**Extract provided**
Refactor cache metadata interface.#2316
Conversation
| const gitSnapshotIndex = keyGitSnapshot + "::" | ||
|
|
||
| const keyDeleted = "cache.deleted" | ||
| type MetadataStore interface { |
There was a problem hiding this comment.
Don't like this. Cache/metadata package should not know about every single possible caller it might have. A new caller can define a unique name for itself and get access to store information. If there are helper methods they should be on caller side. Same for GetSharedKey/GetGitRemote/GetGitSnapshot/Etag methods.
There was a problem hiding this comment.
I liked it because it made it made it possible to easily know all the metadata that's being tracked for a given cache record by just checking one place (in the cache package) rather than searching all over the codebase. Understanding what metadata is being tracked for a given record can obviously be important when you are making behavioral changes to the cache package.
If you disagree with the approach, what would you think of exposing the generic methods for setting/getting arbitrary values and then having outside callers just use those? While not as convenient, you can at least still find usages of those generic getters/setters to track down metadata that's being associate with records.
There was a problem hiding this comment.
know all the metadata that's being tracked
There shouldn't be any need to manage this together. A caller only knows about its use case, it should not have dependency/knowledge of other callers. If new callers are added or removed it should not concern cache pkg or other callers. Cache package just provides an arbitrary amount of callers access to persistent storage for a ref.
what would you think of exposing the generic methods for setting/getting arbitrary values
Yes, generic helpers without fixed keys are fine. Helpers with fixed keys are also fine on caller side (should be private though if they are only used by one package).
cache/metadata.go
Outdated
| return si.SetValue(b, keyDiffID, v) | ||
| }) | ||
| return nil | ||
| type Metadata interface { |
There was a problem hiding this comment.
This is more like RefMetadata now. No changes needed if you disagree.
There was a problem hiding this comment.

**Requests**
**a.** Name each method that the first comment in the code review thread lists after the words "Same for".
**b.** Pick out every line of the listing below that contains the string "snow".

**Saved data entries**
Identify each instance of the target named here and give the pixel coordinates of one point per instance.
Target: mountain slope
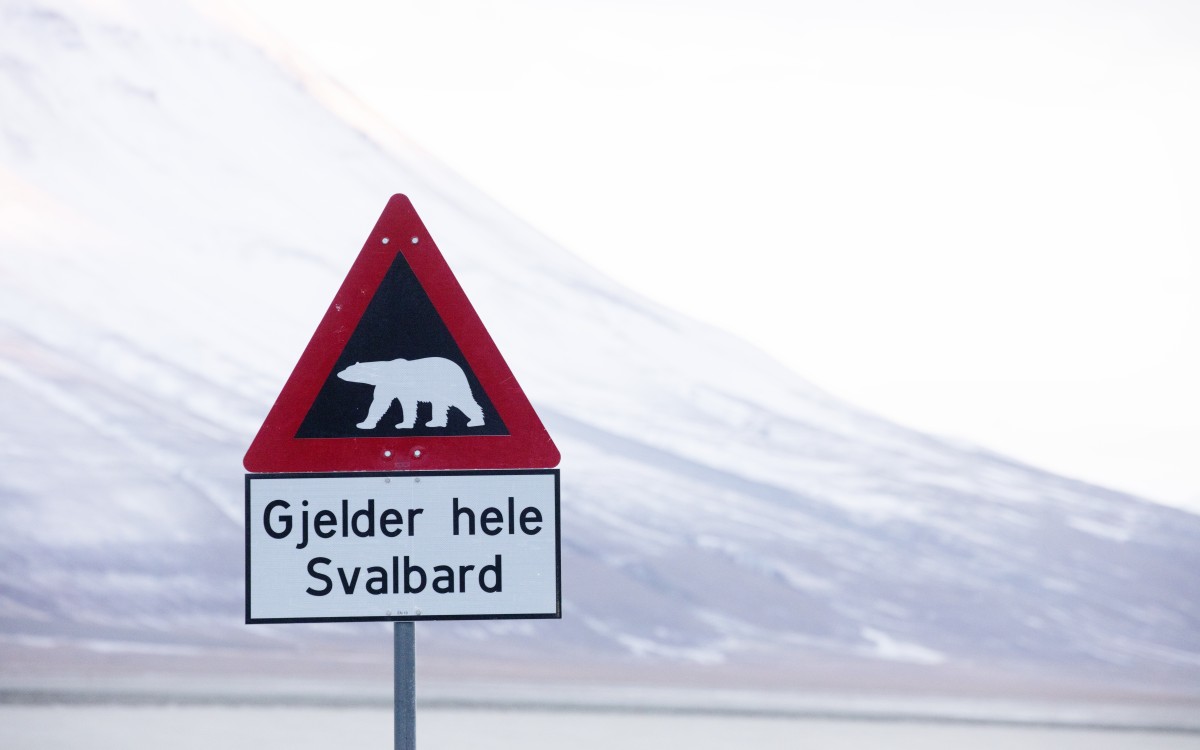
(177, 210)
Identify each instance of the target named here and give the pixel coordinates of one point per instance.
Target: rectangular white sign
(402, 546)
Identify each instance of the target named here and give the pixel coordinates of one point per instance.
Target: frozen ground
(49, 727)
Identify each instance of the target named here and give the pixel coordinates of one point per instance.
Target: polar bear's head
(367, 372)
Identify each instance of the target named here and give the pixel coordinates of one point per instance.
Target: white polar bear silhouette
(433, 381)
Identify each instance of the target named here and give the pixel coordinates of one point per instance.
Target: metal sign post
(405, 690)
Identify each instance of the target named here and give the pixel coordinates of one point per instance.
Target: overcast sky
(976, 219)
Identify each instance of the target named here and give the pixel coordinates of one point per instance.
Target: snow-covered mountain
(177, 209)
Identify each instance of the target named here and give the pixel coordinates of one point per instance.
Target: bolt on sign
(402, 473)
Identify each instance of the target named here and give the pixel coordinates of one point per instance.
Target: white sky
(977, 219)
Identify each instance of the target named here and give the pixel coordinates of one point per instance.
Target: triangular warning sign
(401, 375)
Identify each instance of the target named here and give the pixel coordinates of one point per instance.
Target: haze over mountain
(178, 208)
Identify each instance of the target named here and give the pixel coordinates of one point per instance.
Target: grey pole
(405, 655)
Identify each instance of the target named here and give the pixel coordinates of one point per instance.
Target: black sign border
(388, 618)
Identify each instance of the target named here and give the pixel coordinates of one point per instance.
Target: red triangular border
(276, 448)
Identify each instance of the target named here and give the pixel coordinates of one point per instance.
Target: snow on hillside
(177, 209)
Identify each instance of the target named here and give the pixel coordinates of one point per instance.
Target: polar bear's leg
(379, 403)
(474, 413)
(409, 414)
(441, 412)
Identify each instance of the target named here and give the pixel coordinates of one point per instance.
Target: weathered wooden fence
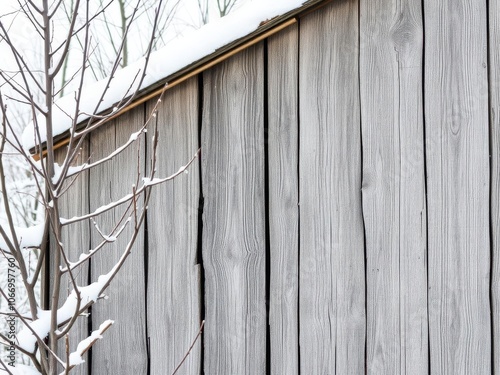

**The results**
**a.** GetSharedKey, GetGitRemote, GetGitSnapshot, Etag

**b.**
Target: snow-covered mountain
Target: snow on hillside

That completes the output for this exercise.